At the height of sartorial refinement the Emperor had no clothes. The moral of the story can be fairly nuanced but the obvious one is to warn against excesses of vanity and conceit. Reading about avant cusine brings to mind a couple of stories and for different reasons. The Emperor's New Clothes and Barmecide's Feast

"I experienced this flavor epiphany with a ball of pumpkin seed oil, a liquefied olive and pouches of softened butter that floated in a potato skin consomme. By remaining intact and independent, these pouches provided spikes of richness that would not have been possible if the butter had merely melted into the soup."

In the future as avant cuisine challenges the imagination more, it may be possible to have satisfied hunger in the mind alone - the weight-watcher's dream come true. The menu would be about sights and smells. Emeril-like chefs would rhapsodize over essence of foie-gras, the air of mousse and other sensory delights that you will be served. You would still be expected to pay a king's ransom for the haute experience. Leading lights in the business are showing the way All of this is exactly as Sara Dickerman of Slate cautions "Historically speaking, such baroque food isn't the best indicator for a society's fate: Apicius wrote recipes for flamingo tongues and stuffed dormice shortly before Rome burned, and France's revolutionary deluge followed Louis XIV's marathon feasts by a mere few decades."

Aside - While on the topic of foie gras could not resist this amusing definition from Anthony Bourdain's book

FOIE GRAS: The fattened liver of a goose or duck. Unfortunately, an endangered menu item with the advent of angry, twisted, humorless anticruelty activists who've never had any kind of good sex or laughed heartily at a joke in their whole miserable lives and who are currently threatening and terrorizing chefs and their families to get the stuff banned. Likely to disappear from tables outside of France in our lifetimes.

-=-=-=-=-

● **Instruction A**:
Answer these questions using the passage on avant cuisine:
(i) Which two stories does reading about avant cuisine bring to mind?
(ii) In the quoted flavor epiphany, what did the pouches of softened butter float in?
(iii) According to the Bourdain definition, outside of which country is foie gras likely to disappear from tables?
● **Instruction B**:
Name every component of the dish described in the quoted flavor epiphany in the passage on avant cuisine.
● **Instruction C**:
Write out the passage on avant cuisine from "FOIE GRAS: The" up to and including "in our lifetimes.".
The entries that follow have no connection to the passage on avant cuisine.

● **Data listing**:

-=-=-=-=-

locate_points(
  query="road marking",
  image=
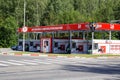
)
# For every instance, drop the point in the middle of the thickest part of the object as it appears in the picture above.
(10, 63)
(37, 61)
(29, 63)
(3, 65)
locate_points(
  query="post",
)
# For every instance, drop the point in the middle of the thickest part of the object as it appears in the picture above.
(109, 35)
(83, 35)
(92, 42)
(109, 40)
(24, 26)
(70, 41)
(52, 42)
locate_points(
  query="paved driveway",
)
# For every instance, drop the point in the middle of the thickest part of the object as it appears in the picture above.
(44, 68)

-=-=-=-=-

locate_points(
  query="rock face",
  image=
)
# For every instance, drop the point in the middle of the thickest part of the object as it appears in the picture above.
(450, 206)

-=-=-=-=-

● **Task answer A**:
(i) The Emperor's New Clothes and Barmecide's Feast
(ii) A potato skin consomme
(iii) France

● **Task answer B**:
- A ball of pumpkin seed oil
- A liquefied olive
- Pouches of softened butter
- Potato skin consomme

● **Task answer C**:
FOIE GRAS: The fattened liver of a goose or duck. Unfortunately, an endangered menu item with the advent of angry, twisted, humorless anticruelty activists who've never had any kind of good sex or laughed heartily at a joke in their whole miserable lives and who are currently threatening and terrorizing chefs and their families to get the stuff banned. Likely to disappear from tables outside of France in our lifetimes.